(Extracted data entries)
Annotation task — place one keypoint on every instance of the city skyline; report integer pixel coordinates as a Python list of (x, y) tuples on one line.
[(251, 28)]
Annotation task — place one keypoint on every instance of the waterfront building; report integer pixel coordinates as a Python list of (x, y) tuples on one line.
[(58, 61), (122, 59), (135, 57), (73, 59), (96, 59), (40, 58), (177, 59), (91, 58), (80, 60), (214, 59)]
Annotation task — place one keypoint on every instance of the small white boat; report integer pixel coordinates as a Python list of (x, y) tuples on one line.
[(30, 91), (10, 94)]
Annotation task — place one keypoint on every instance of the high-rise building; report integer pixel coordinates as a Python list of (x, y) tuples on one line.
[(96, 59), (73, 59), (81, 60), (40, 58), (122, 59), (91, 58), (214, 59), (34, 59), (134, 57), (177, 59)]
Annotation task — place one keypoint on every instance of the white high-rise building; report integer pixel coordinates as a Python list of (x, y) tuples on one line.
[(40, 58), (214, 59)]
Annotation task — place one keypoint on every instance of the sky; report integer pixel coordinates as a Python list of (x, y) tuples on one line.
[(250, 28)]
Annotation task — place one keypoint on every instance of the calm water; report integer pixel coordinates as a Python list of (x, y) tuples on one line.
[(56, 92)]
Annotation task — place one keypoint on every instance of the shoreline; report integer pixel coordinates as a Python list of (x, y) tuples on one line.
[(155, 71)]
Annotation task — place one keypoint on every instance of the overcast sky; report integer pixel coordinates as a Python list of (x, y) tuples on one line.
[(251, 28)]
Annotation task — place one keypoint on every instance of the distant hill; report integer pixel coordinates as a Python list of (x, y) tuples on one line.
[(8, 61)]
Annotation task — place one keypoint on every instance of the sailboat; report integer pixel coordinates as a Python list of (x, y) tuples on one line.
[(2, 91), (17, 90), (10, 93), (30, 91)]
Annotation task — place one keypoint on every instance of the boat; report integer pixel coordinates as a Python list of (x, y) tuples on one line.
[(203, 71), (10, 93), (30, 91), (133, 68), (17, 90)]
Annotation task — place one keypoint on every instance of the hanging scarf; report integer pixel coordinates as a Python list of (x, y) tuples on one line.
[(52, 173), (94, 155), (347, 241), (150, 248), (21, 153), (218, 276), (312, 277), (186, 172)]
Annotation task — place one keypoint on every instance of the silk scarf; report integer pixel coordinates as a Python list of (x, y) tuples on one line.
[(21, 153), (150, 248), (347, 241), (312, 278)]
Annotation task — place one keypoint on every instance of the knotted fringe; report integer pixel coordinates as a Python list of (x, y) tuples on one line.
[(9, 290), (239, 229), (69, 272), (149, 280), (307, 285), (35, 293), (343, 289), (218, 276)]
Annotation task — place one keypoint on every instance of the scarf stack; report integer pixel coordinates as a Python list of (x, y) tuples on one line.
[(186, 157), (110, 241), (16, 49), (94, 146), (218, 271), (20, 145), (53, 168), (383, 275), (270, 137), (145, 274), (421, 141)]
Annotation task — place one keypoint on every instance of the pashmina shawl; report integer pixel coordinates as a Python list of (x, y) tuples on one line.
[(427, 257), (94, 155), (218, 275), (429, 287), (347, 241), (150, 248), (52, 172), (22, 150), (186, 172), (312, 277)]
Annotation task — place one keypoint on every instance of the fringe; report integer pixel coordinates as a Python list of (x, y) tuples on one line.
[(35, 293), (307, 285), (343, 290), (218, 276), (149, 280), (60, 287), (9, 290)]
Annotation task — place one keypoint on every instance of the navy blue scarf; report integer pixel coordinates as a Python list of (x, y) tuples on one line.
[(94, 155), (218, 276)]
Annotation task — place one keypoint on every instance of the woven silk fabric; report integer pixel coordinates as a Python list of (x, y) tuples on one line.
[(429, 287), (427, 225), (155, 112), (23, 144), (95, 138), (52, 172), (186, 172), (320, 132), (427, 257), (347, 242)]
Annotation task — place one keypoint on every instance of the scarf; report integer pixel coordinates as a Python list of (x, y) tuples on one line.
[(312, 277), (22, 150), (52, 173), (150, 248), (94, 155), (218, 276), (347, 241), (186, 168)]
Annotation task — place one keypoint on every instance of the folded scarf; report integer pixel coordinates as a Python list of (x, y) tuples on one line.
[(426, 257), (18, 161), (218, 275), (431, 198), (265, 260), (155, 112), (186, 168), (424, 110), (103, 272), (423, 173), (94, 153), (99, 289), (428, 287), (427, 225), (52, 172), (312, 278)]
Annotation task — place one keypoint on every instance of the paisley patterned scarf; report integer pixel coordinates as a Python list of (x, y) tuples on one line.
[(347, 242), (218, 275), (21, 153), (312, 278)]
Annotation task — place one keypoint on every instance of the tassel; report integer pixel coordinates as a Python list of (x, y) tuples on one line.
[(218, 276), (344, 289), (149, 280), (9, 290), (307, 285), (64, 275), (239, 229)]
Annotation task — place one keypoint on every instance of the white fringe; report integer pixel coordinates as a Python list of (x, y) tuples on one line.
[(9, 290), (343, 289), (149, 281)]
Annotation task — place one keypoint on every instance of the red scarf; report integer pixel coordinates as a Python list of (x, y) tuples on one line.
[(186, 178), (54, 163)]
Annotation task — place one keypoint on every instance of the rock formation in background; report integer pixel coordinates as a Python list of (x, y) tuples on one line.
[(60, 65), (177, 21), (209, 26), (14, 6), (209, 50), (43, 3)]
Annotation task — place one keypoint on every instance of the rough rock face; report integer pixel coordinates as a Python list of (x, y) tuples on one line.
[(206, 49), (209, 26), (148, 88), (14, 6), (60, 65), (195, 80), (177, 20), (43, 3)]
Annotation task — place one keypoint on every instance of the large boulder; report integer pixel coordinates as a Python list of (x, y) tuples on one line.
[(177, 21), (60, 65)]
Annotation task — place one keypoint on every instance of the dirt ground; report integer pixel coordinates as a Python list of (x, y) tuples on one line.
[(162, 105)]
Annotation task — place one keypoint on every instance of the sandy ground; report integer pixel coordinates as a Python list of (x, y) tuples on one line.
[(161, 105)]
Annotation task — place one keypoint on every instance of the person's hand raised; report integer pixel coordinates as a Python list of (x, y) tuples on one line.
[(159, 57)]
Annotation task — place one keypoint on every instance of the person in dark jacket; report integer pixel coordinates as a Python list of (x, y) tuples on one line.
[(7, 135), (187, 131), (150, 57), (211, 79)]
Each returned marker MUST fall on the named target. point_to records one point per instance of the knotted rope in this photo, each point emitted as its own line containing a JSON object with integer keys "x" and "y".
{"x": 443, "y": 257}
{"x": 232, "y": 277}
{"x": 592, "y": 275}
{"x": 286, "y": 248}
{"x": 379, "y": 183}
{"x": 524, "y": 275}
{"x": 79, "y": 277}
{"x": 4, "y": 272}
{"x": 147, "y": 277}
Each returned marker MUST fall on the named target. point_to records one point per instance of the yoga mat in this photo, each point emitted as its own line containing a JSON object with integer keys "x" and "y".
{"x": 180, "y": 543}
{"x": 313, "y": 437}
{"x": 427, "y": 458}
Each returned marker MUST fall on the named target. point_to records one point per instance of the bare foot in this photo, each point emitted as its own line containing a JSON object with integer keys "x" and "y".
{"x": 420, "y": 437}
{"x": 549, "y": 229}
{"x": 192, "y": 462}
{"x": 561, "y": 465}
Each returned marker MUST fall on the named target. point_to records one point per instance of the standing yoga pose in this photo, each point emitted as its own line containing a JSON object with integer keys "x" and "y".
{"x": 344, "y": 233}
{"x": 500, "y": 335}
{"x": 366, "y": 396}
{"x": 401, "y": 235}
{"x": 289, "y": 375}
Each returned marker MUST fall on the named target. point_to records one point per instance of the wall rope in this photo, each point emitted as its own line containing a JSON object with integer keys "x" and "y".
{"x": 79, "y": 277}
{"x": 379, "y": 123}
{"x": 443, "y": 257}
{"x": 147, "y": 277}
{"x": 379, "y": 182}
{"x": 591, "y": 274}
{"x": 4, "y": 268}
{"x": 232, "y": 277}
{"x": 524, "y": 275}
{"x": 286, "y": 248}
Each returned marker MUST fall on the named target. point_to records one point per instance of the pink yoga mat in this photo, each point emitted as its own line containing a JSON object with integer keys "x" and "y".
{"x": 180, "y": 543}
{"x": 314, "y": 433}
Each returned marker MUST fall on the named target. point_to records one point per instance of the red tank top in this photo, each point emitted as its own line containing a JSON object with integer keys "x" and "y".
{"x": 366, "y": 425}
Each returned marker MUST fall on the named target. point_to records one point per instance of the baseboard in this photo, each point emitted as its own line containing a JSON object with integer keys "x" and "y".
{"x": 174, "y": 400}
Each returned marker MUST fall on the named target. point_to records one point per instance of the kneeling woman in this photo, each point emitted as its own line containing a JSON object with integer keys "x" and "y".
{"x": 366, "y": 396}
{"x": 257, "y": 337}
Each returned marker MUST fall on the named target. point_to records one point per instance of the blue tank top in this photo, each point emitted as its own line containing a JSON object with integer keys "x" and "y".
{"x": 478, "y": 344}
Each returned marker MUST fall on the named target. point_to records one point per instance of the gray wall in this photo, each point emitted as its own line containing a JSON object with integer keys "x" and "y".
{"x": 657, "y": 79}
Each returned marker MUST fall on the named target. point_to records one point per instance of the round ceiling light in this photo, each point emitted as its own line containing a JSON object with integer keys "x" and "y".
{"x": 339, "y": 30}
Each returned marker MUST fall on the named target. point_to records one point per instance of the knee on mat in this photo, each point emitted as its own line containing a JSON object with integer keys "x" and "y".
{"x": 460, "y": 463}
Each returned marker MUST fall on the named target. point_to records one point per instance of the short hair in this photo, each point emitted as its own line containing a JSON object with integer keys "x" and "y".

=== Brief ===
Return exactly the lines from the one containing "of the baseboard" to the last line of the data, and nothing more.

=== Answer section ===
Each returned marker MUST fall on the named target. point_to records one point per instance of the baseboard in this photo, each point emitted as its own line containing a JSON object with integer keys "x" and "y".
{"x": 174, "y": 400}
Each returned marker MUST fall on the named target. point_to records one point per instance of the kneeling woman in this photo, each point emitted as its own line containing a JSON object with integer keys "x" and "y".
{"x": 366, "y": 396}
{"x": 257, "y": 337}
Each returned marker MUST fall on the named target. point_to records one point per instance of the blue tank top in this photo, each point emitted as its own line containing a JSON object with integer keys "x" and "y".
{"x": 478, "y": 344}
Each returned marker MUST fall on the named target. point_to records one point per instance of the gray wall in this photo, each point emitted as its own line containing a JSON object with integer keys "x" and "y".
{"x": 657, "y": 79}
Each returned marker MUST fall on the named target. point_to records one point per instance of the round ceiling light in this photo, each point emitted as its own line containing a JSON object with integer keys "x" and "y".
{"x": 339, "y": 30}
Each returned marker MUST fall on the named target. point_to records one point per instance of the knee on mat in this photo, each point emitted as its own line containing a JSON object with integer keys "x" and "y".
{"x": 460, "y": 463}
Each returned marker MUST fall on the named target. point_to records one point per instance of the short hair in this photo, each point emitted as its own line containing a JSON object with integer keys "x" and "y".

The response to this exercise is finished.